### REQUIRED TASK
Give the data again, word for word.

### MATERIAL FOR THIS EXERCISE
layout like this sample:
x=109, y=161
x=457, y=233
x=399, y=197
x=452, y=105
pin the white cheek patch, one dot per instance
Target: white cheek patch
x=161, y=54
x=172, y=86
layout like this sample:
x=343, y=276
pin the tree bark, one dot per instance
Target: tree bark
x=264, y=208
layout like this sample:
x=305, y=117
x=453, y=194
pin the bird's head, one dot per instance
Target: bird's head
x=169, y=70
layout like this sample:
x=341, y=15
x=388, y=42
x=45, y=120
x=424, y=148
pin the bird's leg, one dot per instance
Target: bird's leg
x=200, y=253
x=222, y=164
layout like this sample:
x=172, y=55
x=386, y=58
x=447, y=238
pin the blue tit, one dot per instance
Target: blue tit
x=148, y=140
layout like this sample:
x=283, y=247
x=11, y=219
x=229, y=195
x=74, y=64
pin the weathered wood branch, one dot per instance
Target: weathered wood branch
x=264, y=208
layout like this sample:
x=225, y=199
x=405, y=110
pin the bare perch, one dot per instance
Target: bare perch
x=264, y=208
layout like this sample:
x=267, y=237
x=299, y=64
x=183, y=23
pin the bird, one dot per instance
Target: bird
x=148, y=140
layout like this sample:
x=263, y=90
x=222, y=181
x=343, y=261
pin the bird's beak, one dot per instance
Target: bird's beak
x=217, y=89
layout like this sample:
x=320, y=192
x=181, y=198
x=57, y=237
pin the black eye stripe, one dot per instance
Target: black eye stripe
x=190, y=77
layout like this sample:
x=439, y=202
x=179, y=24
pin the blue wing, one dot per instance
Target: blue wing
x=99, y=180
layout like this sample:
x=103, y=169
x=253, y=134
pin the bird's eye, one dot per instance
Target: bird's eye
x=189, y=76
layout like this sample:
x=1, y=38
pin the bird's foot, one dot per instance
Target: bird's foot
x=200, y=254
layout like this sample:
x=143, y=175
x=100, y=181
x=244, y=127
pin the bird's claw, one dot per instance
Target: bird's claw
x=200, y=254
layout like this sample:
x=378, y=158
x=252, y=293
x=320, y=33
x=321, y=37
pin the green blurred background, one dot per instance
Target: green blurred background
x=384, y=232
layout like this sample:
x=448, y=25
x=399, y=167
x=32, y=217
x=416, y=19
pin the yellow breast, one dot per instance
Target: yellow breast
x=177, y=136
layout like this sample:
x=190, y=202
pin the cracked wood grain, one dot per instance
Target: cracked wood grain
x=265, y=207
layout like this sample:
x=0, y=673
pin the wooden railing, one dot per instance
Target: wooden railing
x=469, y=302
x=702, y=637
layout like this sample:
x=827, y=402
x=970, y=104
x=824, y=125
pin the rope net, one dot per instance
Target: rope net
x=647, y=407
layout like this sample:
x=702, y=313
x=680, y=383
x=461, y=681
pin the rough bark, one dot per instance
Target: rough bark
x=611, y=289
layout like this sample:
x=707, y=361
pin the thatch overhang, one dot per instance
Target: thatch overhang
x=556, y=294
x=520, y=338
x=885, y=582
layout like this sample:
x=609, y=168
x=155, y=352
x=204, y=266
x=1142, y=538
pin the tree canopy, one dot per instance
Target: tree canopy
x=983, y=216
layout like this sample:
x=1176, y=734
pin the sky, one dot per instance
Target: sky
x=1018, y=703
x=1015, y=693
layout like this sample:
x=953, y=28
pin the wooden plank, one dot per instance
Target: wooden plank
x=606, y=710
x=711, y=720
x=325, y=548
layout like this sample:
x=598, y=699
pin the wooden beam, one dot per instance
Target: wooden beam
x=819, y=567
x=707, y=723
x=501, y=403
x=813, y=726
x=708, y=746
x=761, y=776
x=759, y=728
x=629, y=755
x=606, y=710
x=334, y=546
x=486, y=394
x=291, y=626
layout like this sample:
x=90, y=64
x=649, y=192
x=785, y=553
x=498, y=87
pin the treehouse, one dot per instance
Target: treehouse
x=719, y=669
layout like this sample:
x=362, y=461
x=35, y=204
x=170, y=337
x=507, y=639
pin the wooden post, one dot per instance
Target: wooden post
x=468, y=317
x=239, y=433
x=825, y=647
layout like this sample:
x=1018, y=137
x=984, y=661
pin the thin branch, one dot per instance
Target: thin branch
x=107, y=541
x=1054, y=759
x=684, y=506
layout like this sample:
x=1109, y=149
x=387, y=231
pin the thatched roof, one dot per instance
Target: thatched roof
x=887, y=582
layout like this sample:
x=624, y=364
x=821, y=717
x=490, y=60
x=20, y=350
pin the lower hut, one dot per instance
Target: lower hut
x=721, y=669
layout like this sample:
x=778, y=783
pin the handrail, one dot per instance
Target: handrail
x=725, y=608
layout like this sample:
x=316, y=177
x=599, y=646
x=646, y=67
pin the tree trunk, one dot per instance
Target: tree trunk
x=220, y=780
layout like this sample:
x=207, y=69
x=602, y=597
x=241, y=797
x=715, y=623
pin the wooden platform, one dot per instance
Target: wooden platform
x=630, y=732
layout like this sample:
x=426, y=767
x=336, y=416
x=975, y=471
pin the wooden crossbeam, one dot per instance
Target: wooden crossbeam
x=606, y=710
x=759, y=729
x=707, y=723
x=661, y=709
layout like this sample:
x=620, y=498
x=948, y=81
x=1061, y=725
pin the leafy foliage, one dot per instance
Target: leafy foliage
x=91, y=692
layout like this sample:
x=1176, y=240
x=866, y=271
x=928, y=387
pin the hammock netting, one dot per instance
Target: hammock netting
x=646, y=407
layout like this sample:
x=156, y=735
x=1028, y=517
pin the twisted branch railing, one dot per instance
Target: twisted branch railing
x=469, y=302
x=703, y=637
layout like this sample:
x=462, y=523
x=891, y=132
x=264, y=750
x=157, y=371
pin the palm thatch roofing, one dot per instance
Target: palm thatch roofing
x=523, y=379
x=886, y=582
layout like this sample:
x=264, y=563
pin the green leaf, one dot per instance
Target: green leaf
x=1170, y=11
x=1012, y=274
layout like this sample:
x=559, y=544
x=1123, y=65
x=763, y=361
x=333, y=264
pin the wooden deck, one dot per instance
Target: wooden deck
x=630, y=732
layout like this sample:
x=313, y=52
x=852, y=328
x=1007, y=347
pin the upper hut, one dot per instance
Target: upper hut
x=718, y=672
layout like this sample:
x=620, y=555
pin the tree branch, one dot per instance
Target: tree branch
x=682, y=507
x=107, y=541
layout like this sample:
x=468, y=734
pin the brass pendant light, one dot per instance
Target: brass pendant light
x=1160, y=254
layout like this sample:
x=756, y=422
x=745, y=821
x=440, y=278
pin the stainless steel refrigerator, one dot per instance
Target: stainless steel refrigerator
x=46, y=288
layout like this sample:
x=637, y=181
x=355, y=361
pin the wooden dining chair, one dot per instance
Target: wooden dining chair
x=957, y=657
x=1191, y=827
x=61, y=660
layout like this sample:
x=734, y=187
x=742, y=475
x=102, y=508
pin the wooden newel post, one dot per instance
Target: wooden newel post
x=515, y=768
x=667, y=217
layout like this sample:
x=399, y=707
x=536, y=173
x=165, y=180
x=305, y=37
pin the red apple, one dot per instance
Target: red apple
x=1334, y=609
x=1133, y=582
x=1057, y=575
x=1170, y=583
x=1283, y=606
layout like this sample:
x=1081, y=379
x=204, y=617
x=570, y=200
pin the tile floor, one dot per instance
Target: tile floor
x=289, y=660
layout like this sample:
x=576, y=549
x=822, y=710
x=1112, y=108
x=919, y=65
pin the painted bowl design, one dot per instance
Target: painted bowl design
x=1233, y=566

### SOLUTION TO THE EXERCISE
layout like this sample:
x=109, y=161
x=457, y=233
x=399, y=197
x=452, y=105
pin the white cheek patch, one dot per instance
Target: white cheek patch
x=161, y=54
x=172, y=86
layout like this sample:
x=343, y=276
pin the tree bark, one dot per instance
Target: tree bark
x=264, y=208
layout like this sample:
x=305, y=117
x=453, y=194
pin the bird's head, one dot per instance
Target: bird's head
x=169, y=70
layout like this sample:
x=341, y=15
x=388, y=42
x=45, y=120
x=424, y=148
pin the bird's leg, one dot per instance
Target: bird's leg
x=200, y=253
x=222, y=164
layout like this sample:
x=172, y=55
x=386, y=58
x=447, y=238
pin the blue tit, one dot per instance
Target: blue tit
x=148, y=140
layout like this sample:
x=283, y=247
x=11, y=219
x=229, y=195
x=74, y=64
pin the weathered wood branch, one dot per instance
Target: weathered wood branch
x=264, y=208
layout like this sample:
x=225, y=199
x=405, y=110
pin the bare perch, one dot per instance
Target: bare perch
x=264, y=208
layout like this sample:
x=267, y=237
x=299, y=64
x=183, y=23
pin the bird, one dot per instance
Target: bird
x=148, y=140
layout like this sample:
x=263, y=90
x=222, y=181
x=343, y=261
pin the bird's beak, one dot per instance
Target: bird's beak
x=217, y=89
layout like this sample:
x=320, y=192
x=181, y=198
x=57, y=237
pin the black eye stripe, one dot per instance
Target: black eye stripe
x=190, y=77
layout like this sample:
x=439, y=202
x=179, y=24
pin the blue wing, one dot per instance
Target: blue wing
x=99, y=180
layout like this sample:
x=103, y=169
x=253, y=134
pin the bird's eye, one dot per instance
Target: bird's eye
x=189, y=76
layout like this sample:
x=1, y=38
pin the bird's foot, one dot per instance
Target: bird's foot
x=200, y=254
layout like this sample:
x=143, y=175
x=100, y=181
x=244, y=127
pin the bird's claw, one dot per instance
Target: bird's claw
x=200, y=254
layout like this sample:
x=378, y=158
x=252, y=293
x=320, y=33
x=321, y=37
pin the green blurred background, one dot per instance
Target: green blurred background
x=384, y=232
layout like this sample:
x=448, y=25
x=399, y=167
x=32, y=217
x=416, y=19
pin the yellow breast, one dot per instance
Target: yellow breast
x=177, y=136
layout like this sample:
x=190, y=202
pin the cracked wood grain, one dot per instance
Target: cracked wood grain
x=265, y=207
layout like this sample:
x=0, y=673
pin the wooden railing, one dot per instance
Target: wooden railing
x=469, y=302
x=702, y=637
layout like this sample:
x=827, y=402
x=970, y=104
x=824, y=125
pin the rope net, one dot per instance
Target: rope net
x=647, y=407
layout like this sample:
x=702, y=313
x=680, y=383
x=461, y=681
pin the rough bark, one dot per instance
Target: rough bark
x=611, y=289
layout like this sample:
x=707, y=361
pin the thatch overhang, one dot per instance
Target: thatch overhang
x=556, y=294
x=520, y=338
x=885, y=582
layout like this sample:
x=609, y=168
x=155, y=352
x=204, y=266
x=1142, y=538
pin the tree canopy, one dot per instance
Target: tree canopy
x=983, y=216
layout like this sample:
x=1176, y=734
pin the sky, one dot per instance
Target: sky
x=1018, y=703
x=1015, y=693
layout like this sample:
x=953, y=28
pin the wooden plank, one dot per instance
Target: wooden plank
x=606, y=710
x=711, y=720
x=325, y=548
layout like this sample:
x=598, y=699
pin the wooden beam, one dot per instance
Target: wooden beam
x=819, y=567
x=707, y=723
x=501, y=403
x=813, y=726
x=708, y=746
x=761, y=776
x=759, y=728
x=629, y=755
x=606, y=710
x=334, y=546
x=486, y=394
x=291, y=626
layout like this sample:
x=90, y=64
x=649, y=192
x=785, y=553
x=498, y=87
pin the treehouse, one dot per instance
Target: treehouse
x=719, y=669
layout like this sample:
x=362, y=461
x=35, y=204
x=170, y=337
x=507, y=639
pin the wooden post, one dot per instance
Target: wooden post
x=468, y=317
x=239, y=433
x=825, y=647
layout like this sample:
x=1018, y=137
x=984, y=661
pin the thin branch, one dot per instance
Target: thin branch
x=107, y=541
x=1054, y=759
x=684, y=506
layout like this sample:
x=1109, y=149
x=387, y=231
pin the thatched roof, one dot per instance
Target: thatched roof
x=887, y=582
layout like this sample:
x=624, y=364
x=821, y=717
x=490, y=60
x=20, y=350
pin the lower hut, one dot per instance
Target: lower hut
x=721, y=669
layout like this sample:
x=778, y=783
pin the handrail, one dot per instance
Target: handrail
x=725, y=608
layout like this sample:
x=316, y=177
x=599, y=646
x=646, y=67
pin the tree trunk, one dot per instance
Target: tree trunk
x=220, y=780
layout like this sample:
x=207, y=69
x=602, y=597
x=241, y=797
x=715, y=623
pin the wooden platform, one dot per instance
Target: wooden platform
x=630, y=732
layout like this sample:
x=426, y=767
x=336, y=416
x=975, y=471
pin the wooden crossbeam, one dot per instance
Target: wooden crossbeam
x=606, y=710
x=759, y=729
x=707, y=723
x=661, y=709
layout like this sample:
x=620, y=498
x=948, y=81
x=1061, y=725
pin the leafy foliage, one dot per instance
Target: leafy foliage
x=91, y=692
layout like this sample:
x=1176, y=240
x=866, y=271
x=928, y=387
pin the hammock netting, one dot per instance
Target: hammock netting
x=646, y=407
layout like this sample:
x=156, y=735
x=1028, y=517
pin the twisted branch railing, one dot per instance
Target: twisted branch railing
x=469, y=302
x=703, y=637
layout like this sample:
x=462, y=523
x=891, y=132
x=264, y=750
x=157, y=371
pin the palm thatch roofing, one dot per instance
Target: palm thatch roofing
x=523, y=379
x=886, y=582
layout like this sample:
x=264, y=563
pin the green leaf, one dot per instance
Target: green leaf
x=1170, y=11
x=1012, y=274
layout like this sample:
x=559, y=544
x=1123, y=65
x=763, y=361
x=333, y=264
pin the wooden deck, one dot per instance
Target: wooden deck
x=630, y=732
layout like this sample:
x=313, y=52
x=852, y=328
x=1007, y=347
pin the upper hut, one dot per instance
Target: upper hut
x=718, y=672
layout like this sample:
x=620, y=555
pin the tree branch, one dot per instance
Target: tree branch
x=682, y=507
x=107, y=541
layout like this sample:
x=468, y=734
pin the brass pendant light, one dot per instance
Target: brass pendant light
x=1160, y=254
layout like this sample:
x=756, y=422
x=745, y=821
x=440, y=278
pin the stainless steel refrigerator, one dot per instance
Target: stainless steel refrigerator
x=46, y=288
layout like this sample:
x=637, y=181
x=355, y=361
pin the wooden dining chair, one dot per instance
Target: wooden dining chair
x=957, y=657
x=1191, y=827
x=61, y=660
layout like this sample:
x=734, y=187
x=742, y=475
x=102, y=508
pin the wooden newel post, one dot per instance
Target: wooden newel post
x=515, y=768
x=667, y=217
layout like this sample:
x=399, y=707
x=536, y=173
x=165, y=180
x=305, y=37
pin the red apple, one dot per instance
Target: red apple
x=1334, y=609
x=1133, y=582
x=1057, y=575
x=1170, y=583
x=1283, y=606
layout like this sample:
x=1081, y=379
x=204, y=617
x=570, y=200
pin the tile floor, one dot per instance
Target: tile floor
x=289, y=660
layout like this sample:
x=576, y=549
x=822, y=710
x=1112, y=108
x=919, y=65
pin the painted bowl design, one dot per instance
Target: painted bowl design
x=1233, y=566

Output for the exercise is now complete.